**Text section**
++++

Message 72 of 830 (503377)
03-18-2009 11:15 AM


More Plants
Here's a shortened paragraph (p64, Niklas' Evolutionary Biology of Plants)

"One of the most stunning "laboratory" investigations of speciation is that of Loren Rieseberg and his coworkers, who reproduced the genetic changes leading to the formation of a naturally occurring species of sunflower (Helianthus anomalus)......Under laboratory conditions these changes are repeatable across independent experiments....The two putative ancestral species of H. anomalus are H. annuus and H. petiolaris. All three species are self incompatible annuals....hybridized H. annuus and H. pertiolaris to produce three independent hybrid lines that were subjected to different sib mating and back crossing regimes......lines converged to nearly identical gene combinations including parallel changes in the nonrearranged portions of chromosomes.....the path of evolutionary change was repeatable in ways suggesting that selection rather than chance governs the genetic composition..."

Sorry about hacking the paragraph so much, but there are copyright concerns. If you have access to Science, here's a reference:

Science 28 November 2003:
Vol. 302. no. 5650, p. 1499
DOI: 10.1126/science.302.5650.1499

Edited by Sarawak, : No reason given.

++++

**Assignment**
Answer these questions about the forum post on sunflower speciation:
1. Which naturally occurring sunflower species did Loren Rieseberg and his coworkers reproduce the formation of?
2. Which two species are named as its putative ancestors?
3. Which volume of Science does the reference give?
The material after this post has no connection to it.

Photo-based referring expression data
++++

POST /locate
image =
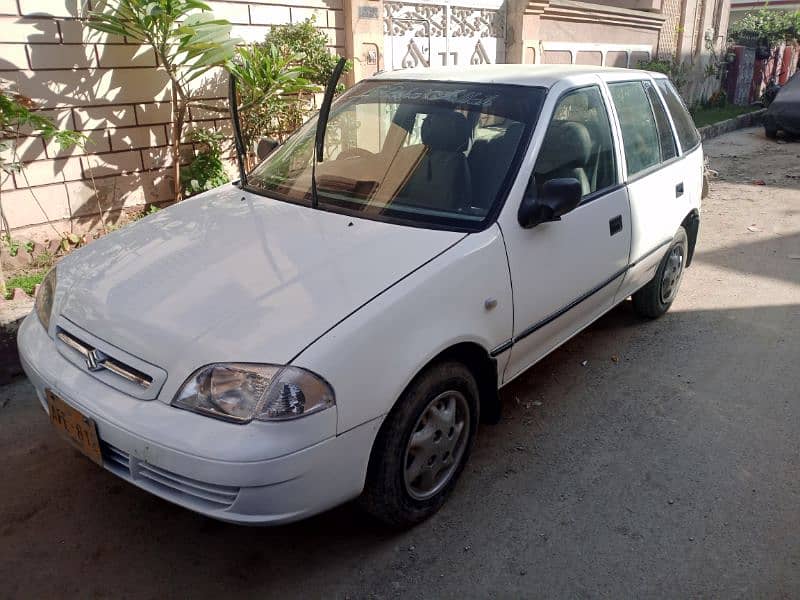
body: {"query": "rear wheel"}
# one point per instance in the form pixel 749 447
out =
pixel 655 298
pixel 423 446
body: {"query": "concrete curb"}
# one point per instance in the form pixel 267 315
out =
pixel 746 120
pixel 11 314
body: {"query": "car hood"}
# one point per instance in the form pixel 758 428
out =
pixel 233 276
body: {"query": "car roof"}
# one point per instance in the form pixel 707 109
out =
pixel 532 75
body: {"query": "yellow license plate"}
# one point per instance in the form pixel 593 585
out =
pixel 81 430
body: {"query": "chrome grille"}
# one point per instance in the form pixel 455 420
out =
pixel 96 360
pixel 108 363
pixel 166 484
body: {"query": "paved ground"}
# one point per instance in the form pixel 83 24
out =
pixel 671 472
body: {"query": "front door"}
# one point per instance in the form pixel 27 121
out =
pixel 565 273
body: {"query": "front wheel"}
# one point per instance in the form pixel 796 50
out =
pixel 655 298
pixel 423 446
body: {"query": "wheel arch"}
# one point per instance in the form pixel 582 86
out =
pixel 691 223
pixel 477 359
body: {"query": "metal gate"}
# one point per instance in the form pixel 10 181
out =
pixel 442 34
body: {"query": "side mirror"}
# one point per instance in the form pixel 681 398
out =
pixel 558 197
pixel 265 147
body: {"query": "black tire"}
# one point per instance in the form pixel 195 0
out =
pixel 655 298
pixel 386 495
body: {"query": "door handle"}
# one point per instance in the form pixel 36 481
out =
pixel 615 225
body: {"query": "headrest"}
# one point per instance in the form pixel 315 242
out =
pixel 566 145
pixel 445 131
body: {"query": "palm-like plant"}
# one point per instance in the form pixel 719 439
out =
pixel 188 42
pixel 270 84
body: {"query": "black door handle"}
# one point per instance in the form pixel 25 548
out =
pixel 615 225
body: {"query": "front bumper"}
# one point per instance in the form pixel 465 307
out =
pixel 253 473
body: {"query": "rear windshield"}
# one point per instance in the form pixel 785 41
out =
pixel 424 153
pixel 688 135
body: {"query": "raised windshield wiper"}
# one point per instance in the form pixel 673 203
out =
pixel 237 130
pixel 322 124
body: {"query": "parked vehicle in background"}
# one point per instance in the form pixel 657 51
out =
pixel 783 113
pixel 338 322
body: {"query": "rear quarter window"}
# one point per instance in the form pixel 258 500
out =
pixel 688 135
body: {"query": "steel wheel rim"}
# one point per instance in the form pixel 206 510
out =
pixel 671 277
pixel 436 445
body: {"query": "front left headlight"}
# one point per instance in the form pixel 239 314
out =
pixel 241 392
pixel 43 304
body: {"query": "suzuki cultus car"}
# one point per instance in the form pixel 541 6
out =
pixel 337 323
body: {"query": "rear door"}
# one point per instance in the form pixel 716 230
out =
pixel 655 177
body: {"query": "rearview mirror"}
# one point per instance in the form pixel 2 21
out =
pixel 265 147
pixel 558 197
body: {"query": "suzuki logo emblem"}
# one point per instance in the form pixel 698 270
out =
pixel 92 361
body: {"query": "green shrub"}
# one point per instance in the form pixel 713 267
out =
pixel 206 170
pixel 26 281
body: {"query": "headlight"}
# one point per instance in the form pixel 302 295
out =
pixel 243 392
pixel 44 298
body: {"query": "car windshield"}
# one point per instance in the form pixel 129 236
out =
pixel 425 153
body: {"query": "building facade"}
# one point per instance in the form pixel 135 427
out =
pixel 114 92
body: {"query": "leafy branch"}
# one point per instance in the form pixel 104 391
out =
pixel 188 42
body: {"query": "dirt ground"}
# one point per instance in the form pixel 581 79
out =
pixel 673 471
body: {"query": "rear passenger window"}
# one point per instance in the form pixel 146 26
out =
pixel 578 143
pixel 688 135
pixel 665 137
pixel 639 133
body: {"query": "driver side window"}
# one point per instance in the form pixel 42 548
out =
pixel 578 144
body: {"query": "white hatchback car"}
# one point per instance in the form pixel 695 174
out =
pixel 314 333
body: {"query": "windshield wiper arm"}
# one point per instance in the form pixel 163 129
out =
pixel 322 124
pixel 237 129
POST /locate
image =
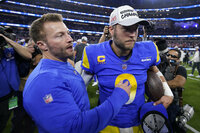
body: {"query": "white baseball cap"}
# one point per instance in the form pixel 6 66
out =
pixel 126 16
pixel 84 38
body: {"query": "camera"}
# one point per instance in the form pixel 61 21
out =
pixel 6 31
pixel 186 115
pixel 151 27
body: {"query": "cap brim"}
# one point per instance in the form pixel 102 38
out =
pixel 134 21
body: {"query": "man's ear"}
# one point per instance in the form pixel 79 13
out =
pixel 111 30
pixel 42 45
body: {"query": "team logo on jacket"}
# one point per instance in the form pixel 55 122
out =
pixel 146 59
pixel 101 59
pixel 48 98
pixel 124 66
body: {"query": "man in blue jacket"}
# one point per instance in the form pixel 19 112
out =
pixel 55 94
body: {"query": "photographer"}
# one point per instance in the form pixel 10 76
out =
pixel 9 73
pixel 176 76
pixel 21 121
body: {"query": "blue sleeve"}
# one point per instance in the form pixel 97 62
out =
pixel 87 64
pixel 63 114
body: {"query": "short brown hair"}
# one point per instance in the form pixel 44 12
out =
pixel 36 30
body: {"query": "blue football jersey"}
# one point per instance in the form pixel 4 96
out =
pixel 101 61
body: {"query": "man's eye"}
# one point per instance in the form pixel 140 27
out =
pixel 60 35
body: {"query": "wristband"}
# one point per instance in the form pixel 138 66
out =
pixel 167 90
pixel 159 74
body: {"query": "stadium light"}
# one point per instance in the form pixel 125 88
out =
pixel 2 1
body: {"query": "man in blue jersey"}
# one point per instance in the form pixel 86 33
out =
pixel 55 94
pixel 122 58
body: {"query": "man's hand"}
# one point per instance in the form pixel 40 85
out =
pixel 124 86
pixel 165 100
pixel 106 30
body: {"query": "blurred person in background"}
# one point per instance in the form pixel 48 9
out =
pixel 21 121
pixel 10 79
pixel 196 62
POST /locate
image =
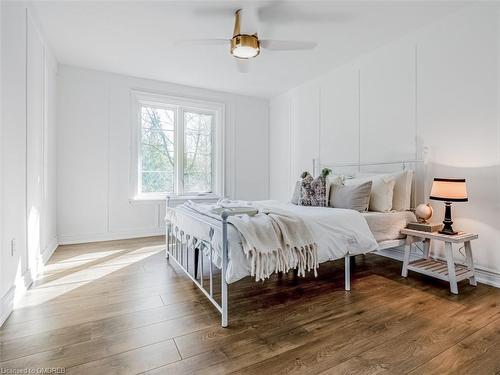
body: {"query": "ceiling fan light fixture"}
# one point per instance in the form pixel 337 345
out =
pixel 245 46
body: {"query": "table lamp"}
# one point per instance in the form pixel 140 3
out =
pixel 448 190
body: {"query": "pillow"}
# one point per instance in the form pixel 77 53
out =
pixel 333 179
pixel 320 196
pixel 306 191
pixel 313 192
pixel 401 200
pixel 382 191
pixel 354 197
pixel 296 193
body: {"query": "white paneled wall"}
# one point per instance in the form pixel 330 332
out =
pixel 387 104
pixel 279 147
pixel 28 152
pixel 433 94
pixel 94 151
pixel 304 117
pixel 339 116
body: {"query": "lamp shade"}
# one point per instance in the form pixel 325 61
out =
pixel 449 190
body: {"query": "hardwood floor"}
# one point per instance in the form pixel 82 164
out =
pixel 119 307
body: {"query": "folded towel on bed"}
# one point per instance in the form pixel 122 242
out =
pixel 274 240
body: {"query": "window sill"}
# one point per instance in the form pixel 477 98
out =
pixel 174 200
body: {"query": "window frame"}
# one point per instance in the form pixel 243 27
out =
pixel 180 105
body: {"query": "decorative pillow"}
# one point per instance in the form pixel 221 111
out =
pixel 382 191
pixel 296 193
pixel 355 197
pixel 313 192
pixel 306 190
pixel 401 200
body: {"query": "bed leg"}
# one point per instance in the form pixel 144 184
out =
pixel 347 272
pixel 224 216
pixel 167 248
pixel 196 261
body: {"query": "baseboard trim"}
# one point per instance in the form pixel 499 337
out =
pixel 9 299
pixel 49 250
pixel 7 304
pixel 483 276
pixel 109 236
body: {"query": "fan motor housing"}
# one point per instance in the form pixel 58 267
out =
pixel 243 42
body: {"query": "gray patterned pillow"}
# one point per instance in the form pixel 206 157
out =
pixel 296 193
pixel 313 192
pixel 306 190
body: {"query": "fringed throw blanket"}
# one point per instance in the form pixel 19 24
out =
pixel 274 240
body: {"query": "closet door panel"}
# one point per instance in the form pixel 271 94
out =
pixel 34 142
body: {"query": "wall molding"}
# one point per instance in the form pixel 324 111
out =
pixel 110 236
pixel 8 300
pixel 49 250
pixel 483 276
pixel 7 304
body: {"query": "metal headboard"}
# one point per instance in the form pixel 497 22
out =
pixel 417 165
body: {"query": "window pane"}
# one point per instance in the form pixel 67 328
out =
pixel 197 152
pixel 157 182
pixel 157 150
pixel 157 118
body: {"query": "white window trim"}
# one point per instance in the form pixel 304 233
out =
pixel 139 98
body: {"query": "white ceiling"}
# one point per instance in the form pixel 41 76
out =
pixel 138 37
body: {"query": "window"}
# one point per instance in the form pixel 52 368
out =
pixel 177 147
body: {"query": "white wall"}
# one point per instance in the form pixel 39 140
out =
pixel 94 127
pixel 28 146
pixel 432 94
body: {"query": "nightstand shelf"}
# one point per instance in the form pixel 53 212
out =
pixel 446 270
pixel 439 269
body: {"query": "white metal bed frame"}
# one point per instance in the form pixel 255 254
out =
pixel 179 245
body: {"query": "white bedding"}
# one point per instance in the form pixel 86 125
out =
pixel 338 232
pixel 386 225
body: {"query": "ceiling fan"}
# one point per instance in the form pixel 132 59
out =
pixel 247 46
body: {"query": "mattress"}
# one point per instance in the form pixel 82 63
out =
pixel 385 226
pixel 338 232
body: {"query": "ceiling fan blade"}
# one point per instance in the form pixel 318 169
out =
pixel 287 45
pixel 250 24
pixel 243 65
pixel 201 42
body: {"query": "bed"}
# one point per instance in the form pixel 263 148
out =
pixel 339 233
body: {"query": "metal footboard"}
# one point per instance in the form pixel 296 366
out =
pixel 179 247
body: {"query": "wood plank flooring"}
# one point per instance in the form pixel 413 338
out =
pixel 119 307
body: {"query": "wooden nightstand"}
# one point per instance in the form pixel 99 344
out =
pixel 444 270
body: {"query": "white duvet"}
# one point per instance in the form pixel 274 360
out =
pixel 337 232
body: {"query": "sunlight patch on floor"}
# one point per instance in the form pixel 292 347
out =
pixel 79 276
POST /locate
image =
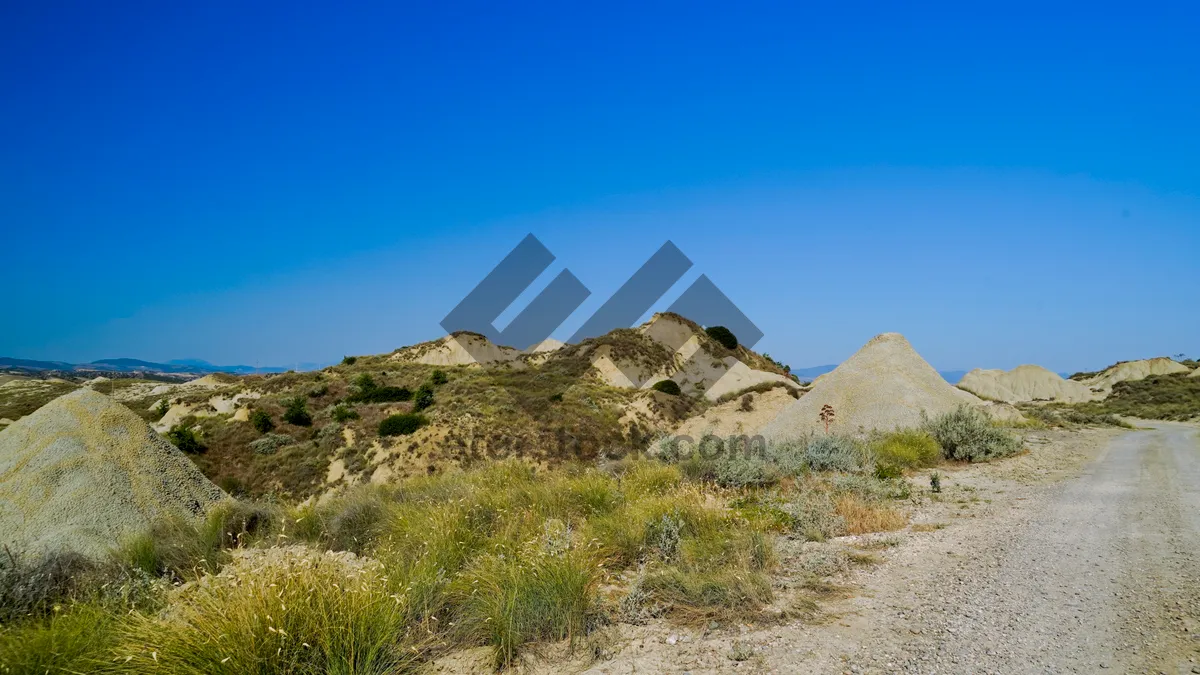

++++

**Final answer**
1. Helianthus anomalus
2. H. annuus and H. petiolaris
3. Vol. 302